● **Text passage**:
● ● ● ●
Every year, Gauteng and the Western Cape are expected to find school placements for late arrivals from neighbouring provinces and countries. A proposed amendment in the Basic Education Law Bill may authorise placements with minimal consultation and devastating consequences.

Apartheid education policies deliberately under-resourced schools in African, coloured and Indian communities. White schools were allocated almost five times more funding than schools for other races – establishing a disparity in education that we are still trying to rectify. It was therefore important, post-apartheid, to ensure that education policy was geared towards socioeconomic transformation.

In 1996, the South African Schools Act gave parents, teachers and high school students the right to form school governing bodies (SGBs). SGBs were introduced in order to increase participatory democracy within communities, ensuring that the people of South Africa were able to have a voice in determining their basic right to education.

As with all policy, the adoption of SGBs has had consequences – both positive and negative.

One major positive outcome has been the involvement and empowerment of parents, learners and communities in education. In resource-rich communities, the additional governance capacity has led to high performing schools and simultaneously reduced the burden on the state, theoretically providing additional capacity that allows education departments to focus on historically disadvantaged communities.

In some cases, the SGB model has had negative consequences. In resource-poor communities, through no fault of their own, elected members of the community often lack the requisite skills to govern a school effectively. These schools are sometimes poorly run. The power to make recommendations regarding educator and leadership appointments has presented challenges, too.

Given the sheer volume of appointments made annually, it is very difficult for education departments to rigorously monitor the process SGBs follow, and to interrogate the candidates put forward for the roles. We have a system where people deprived of an education are often responsible for the appointment of educators – the net result being a huge variation in quality.

In extreme cases, governing bodies have been guilty of nepotism and corruption – selling teaching and leadership posts to educators in collaboration with unions. For the past three decades capacity constraints and corruption have consistently undermined school management and the quality of education in resource-poor schools.

Conversely, Section 21 and former “Model C” schools have benefited from the SGB model in a manner that has continued to segregate our society and exacerbate the divide in access to quality education. With the power to define key policies such as fees, admissions and languages, former model C schools have in effect been able to control their intake, and ensure they continue to grant access to families of privilege – often at the exclusion of those who have been historically disadvantaged.
● ● ● ●
● **Dataset records**:

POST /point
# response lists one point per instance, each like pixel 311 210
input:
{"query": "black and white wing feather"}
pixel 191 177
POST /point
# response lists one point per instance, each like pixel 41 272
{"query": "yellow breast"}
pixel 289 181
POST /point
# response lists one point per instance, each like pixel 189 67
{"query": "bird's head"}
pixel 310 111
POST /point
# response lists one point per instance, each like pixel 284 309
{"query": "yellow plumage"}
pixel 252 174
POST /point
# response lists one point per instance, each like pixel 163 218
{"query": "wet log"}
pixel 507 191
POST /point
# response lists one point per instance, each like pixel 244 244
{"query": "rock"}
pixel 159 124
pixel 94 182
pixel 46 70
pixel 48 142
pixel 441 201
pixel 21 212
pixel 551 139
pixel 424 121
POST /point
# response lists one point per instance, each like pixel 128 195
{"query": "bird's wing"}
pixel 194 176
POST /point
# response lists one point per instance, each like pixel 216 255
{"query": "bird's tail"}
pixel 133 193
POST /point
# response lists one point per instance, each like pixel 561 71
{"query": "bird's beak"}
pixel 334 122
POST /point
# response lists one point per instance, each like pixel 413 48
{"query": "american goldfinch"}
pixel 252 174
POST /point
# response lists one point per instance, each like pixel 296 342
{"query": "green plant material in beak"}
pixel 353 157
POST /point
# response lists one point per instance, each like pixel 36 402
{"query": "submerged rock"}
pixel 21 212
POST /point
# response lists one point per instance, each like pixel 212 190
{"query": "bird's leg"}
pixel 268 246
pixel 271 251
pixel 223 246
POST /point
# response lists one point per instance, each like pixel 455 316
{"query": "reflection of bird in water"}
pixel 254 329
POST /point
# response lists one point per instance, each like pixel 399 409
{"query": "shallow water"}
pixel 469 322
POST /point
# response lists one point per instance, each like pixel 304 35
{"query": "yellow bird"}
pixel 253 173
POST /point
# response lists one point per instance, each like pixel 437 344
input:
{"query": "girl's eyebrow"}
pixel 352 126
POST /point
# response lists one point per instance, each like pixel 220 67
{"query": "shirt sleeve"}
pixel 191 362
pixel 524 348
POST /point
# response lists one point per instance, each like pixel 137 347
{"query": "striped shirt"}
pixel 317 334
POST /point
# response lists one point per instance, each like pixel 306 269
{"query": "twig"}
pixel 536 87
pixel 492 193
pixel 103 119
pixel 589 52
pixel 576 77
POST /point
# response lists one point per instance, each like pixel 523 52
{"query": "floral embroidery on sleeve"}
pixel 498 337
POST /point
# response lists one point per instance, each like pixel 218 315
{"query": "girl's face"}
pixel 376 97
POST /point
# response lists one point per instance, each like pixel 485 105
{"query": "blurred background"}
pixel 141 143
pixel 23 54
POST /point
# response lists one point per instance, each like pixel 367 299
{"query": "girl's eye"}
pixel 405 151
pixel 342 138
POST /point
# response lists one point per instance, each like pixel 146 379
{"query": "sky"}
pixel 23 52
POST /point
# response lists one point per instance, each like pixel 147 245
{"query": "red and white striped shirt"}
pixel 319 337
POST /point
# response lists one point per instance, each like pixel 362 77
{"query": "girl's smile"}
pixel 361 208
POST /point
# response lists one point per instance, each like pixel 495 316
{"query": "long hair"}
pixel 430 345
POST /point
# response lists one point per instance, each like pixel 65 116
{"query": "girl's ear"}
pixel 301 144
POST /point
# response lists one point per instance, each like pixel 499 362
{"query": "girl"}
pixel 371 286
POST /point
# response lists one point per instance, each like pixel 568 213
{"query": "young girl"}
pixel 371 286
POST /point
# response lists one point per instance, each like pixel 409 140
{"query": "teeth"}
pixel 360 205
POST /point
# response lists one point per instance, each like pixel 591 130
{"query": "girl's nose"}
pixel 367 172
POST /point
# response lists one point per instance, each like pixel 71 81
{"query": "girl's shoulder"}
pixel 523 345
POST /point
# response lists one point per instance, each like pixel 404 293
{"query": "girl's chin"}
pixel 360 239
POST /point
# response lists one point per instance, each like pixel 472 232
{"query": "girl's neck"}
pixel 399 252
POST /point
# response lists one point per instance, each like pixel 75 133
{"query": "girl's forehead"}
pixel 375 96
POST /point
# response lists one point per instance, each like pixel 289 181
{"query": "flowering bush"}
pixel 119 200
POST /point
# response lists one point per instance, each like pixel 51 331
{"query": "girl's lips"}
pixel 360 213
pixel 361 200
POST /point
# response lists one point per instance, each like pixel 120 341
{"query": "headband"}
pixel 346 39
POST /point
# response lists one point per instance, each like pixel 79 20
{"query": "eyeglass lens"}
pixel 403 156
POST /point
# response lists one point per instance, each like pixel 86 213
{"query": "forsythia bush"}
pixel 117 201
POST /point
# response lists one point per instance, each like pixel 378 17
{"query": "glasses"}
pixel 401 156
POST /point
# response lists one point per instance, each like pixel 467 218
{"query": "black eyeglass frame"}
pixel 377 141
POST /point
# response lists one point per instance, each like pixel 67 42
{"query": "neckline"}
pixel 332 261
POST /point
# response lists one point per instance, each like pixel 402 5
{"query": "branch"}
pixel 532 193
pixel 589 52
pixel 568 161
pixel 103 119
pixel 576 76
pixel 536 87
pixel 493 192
● ● ● ●
● **Work instructions**:
1. According to the passage on South African school governing bodies, how much more funding did white schools receive under apartheid than schools for other races?
2. Carry on the passage about South African school governing bodies, picking up after its final sentence.

● **Results in order**:
1. Almost five times more.

2.
In October 2017, a draft Basic Education Law Amendment Bill was published for public comment. This bill proposes nearly 40 amendments to the South African Schools Act as well as a handful of changes to the Employment of Educators Act of 1998. This bill represents a unique opportunity to address some of the challenges we face with our school governance model. 

Overarchingly, the bill seeks to enhance the powers of regulation and oversight granted to the minister, members of the executive council and heads of departments (HODs) with regard to SGBs. This is a welcome change – a move towards increased oversight and accountability to mitigate the frequent incidences of nepotism, corruption, discrimination, underperformance, and the shortage of skills.

Increased reporting and transparency, as well as the power to dissolve underperforming or corrupt SGBs are strong proposed accountability mechanisms.

Specifically, the bill proposes that the HOD has greater authority in relation to the admission of learners to public schools, greater oversight of admission and language policies, and the power to direct a public school to adopt more than one language of instruction (provided the HOD then supplies the necessary resources to enable adequate tuition).

Everyone in education should be working to ensure access for all, and our society demands equitable approaches that prioritise access and learning for disadvantaged groups.

But there are issues with the enhanced powers being proposed. Granting HODs greater authority in relation to the admission of learners in public schools may not only currently be deemed unconstitutional, but appears to be a direct response to the annual challenge of insufficient school spaces – where every year, Gauteng and the Western Cape are inundated with late arrivals from neighbouring provinces and countries and expected to find school placements for them.

This amendment may allow HODs to authorise placements of learners in schools with minimal consultation and devastating consequences.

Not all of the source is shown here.